-- Start of Entries shown --
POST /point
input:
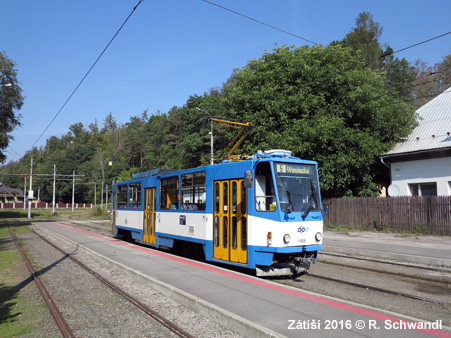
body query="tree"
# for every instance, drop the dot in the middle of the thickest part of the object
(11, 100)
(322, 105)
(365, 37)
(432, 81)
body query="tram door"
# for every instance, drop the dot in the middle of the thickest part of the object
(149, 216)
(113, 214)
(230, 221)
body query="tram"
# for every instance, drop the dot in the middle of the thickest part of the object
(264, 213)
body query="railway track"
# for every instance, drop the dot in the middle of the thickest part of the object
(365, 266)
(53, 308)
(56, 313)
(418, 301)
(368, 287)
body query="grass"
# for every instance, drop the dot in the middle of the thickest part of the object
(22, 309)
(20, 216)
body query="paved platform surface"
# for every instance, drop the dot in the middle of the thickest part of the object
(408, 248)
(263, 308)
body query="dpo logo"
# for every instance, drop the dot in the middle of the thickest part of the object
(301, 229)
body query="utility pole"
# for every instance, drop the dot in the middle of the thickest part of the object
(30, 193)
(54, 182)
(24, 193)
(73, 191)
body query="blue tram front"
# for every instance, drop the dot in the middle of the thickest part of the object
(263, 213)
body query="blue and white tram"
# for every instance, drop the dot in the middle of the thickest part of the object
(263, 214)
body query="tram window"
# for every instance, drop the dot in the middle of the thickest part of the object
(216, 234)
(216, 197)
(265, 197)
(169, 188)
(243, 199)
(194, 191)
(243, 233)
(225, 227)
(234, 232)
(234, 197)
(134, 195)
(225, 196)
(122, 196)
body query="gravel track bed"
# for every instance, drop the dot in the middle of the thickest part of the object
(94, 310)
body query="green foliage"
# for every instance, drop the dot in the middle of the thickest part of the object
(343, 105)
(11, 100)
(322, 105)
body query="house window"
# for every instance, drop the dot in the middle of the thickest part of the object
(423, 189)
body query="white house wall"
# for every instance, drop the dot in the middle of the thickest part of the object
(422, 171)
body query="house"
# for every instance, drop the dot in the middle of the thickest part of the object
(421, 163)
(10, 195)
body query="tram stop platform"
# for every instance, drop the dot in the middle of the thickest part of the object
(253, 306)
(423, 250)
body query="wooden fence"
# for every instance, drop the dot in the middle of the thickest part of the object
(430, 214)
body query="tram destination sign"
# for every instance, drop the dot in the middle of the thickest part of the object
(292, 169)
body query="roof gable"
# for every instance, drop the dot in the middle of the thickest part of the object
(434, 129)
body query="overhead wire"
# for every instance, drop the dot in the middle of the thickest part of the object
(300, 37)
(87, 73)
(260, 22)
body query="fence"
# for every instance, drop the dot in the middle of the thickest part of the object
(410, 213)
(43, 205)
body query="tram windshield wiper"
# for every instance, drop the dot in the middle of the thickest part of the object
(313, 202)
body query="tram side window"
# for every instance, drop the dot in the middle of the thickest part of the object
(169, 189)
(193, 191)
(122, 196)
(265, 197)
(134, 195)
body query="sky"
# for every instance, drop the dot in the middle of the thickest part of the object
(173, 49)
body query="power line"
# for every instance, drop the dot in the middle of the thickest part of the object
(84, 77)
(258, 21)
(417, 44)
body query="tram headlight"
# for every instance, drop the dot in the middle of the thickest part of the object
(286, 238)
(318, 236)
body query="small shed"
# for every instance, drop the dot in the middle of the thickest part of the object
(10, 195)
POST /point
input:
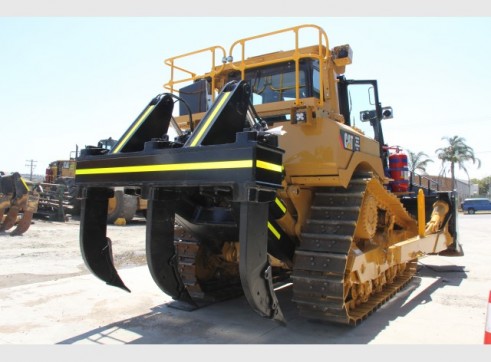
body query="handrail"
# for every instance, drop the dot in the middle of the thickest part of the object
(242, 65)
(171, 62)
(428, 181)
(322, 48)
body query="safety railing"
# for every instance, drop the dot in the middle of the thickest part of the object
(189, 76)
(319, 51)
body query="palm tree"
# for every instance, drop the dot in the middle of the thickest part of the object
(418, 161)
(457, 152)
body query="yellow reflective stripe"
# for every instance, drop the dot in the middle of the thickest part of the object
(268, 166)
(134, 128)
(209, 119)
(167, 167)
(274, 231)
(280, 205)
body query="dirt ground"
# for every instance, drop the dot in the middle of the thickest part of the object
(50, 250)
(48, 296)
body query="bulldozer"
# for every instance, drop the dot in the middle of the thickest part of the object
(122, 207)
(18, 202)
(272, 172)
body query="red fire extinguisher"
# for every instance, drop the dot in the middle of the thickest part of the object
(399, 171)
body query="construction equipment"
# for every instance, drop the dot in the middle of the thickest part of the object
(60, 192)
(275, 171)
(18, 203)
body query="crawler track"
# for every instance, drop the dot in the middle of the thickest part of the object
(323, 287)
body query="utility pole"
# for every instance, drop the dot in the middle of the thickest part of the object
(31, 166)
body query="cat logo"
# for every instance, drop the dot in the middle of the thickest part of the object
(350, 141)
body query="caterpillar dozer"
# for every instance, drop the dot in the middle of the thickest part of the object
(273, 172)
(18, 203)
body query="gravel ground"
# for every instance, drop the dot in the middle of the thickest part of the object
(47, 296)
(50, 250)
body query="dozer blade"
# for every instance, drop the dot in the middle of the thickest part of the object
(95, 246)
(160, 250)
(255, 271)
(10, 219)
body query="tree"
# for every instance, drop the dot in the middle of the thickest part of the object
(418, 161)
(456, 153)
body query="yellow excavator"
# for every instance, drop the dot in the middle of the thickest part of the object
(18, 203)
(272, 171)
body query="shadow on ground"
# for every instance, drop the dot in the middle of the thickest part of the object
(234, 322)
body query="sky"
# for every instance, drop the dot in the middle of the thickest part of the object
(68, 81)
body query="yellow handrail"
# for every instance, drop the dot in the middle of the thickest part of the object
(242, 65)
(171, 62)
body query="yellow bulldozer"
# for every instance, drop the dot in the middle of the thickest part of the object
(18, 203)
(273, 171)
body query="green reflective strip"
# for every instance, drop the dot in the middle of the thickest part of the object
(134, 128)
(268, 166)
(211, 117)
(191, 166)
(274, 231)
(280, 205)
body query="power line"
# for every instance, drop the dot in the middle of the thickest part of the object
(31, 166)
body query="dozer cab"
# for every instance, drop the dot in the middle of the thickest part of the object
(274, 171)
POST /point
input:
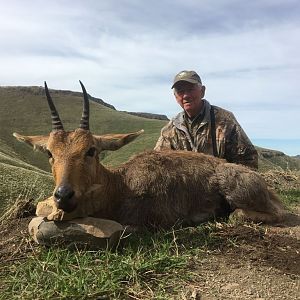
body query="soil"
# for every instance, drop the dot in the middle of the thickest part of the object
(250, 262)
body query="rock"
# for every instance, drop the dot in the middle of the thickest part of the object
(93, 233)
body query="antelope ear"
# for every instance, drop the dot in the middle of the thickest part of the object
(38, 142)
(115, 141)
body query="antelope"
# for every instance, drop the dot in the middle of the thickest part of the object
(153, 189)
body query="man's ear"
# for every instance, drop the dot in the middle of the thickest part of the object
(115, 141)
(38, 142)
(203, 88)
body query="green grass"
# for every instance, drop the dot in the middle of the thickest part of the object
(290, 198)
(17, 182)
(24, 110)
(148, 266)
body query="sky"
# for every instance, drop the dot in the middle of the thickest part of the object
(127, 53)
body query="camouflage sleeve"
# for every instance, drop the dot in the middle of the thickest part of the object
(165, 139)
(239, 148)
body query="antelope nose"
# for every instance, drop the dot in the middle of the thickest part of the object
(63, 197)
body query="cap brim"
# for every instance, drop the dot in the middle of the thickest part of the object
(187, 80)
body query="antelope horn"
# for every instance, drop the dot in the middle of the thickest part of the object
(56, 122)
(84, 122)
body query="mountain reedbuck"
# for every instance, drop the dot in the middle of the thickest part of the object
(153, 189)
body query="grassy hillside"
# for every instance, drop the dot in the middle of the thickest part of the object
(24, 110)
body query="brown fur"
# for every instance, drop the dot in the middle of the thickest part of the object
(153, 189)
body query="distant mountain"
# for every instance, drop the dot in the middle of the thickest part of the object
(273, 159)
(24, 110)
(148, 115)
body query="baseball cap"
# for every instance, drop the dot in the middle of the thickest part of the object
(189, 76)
-- End of Entries shown --
● Stated task
Count the lines above that contain the word "window" and state only the total.

● Written solution
3